**REQUIREMENT**
An exact, line-by-line copy is needed, beginning at the line with "x=590, y=642" and ending at the last line of the listing below.

**PROVIDED MATERIAL**

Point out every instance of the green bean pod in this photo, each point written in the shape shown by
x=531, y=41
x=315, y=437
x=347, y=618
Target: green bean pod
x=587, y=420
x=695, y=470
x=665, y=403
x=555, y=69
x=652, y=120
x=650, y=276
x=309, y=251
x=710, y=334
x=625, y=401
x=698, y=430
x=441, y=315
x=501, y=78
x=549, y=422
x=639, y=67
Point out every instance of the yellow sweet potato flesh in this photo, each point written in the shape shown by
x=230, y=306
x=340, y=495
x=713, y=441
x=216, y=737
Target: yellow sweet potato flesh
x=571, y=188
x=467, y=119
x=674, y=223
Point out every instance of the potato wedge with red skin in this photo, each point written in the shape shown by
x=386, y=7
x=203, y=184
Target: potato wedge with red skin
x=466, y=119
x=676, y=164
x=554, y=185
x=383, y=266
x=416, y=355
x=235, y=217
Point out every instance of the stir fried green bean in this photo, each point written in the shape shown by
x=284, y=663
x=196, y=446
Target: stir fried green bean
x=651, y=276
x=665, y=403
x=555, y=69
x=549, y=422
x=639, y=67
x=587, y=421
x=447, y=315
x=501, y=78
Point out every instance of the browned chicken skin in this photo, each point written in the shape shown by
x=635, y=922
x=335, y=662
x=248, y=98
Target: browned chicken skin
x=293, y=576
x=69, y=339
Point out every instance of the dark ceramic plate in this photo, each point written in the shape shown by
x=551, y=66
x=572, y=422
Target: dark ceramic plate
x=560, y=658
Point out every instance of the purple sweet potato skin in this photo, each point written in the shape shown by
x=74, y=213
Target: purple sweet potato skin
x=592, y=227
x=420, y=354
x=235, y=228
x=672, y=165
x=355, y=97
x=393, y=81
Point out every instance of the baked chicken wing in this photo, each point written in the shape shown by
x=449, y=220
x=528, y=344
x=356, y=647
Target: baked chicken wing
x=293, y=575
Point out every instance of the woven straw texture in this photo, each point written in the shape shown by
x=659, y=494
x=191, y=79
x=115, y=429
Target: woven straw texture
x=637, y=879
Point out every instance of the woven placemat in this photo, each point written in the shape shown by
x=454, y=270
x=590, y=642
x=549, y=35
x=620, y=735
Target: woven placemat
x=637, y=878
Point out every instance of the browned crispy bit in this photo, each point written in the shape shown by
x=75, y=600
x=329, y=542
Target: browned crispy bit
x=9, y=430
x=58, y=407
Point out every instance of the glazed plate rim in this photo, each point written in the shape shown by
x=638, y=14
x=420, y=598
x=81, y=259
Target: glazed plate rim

**EXERCISE ANSWER**
x=590, y=642
x=549, y=35
x=620, y=735
Target: woven placemat
x=637, y=878
Point out every instance of the browned crispy bit in this photo, each point written in the shape shown by
x=75, y=600
x=329, y=542
Target: browned crispy bit
x=9, y=430
x=58, y=407
Point out every instance of the glazed plate rim in this photo, each point written in the shape shown by
x=638, y=14
x=420, y=598
x=81, y=259
Target: glazed plate rim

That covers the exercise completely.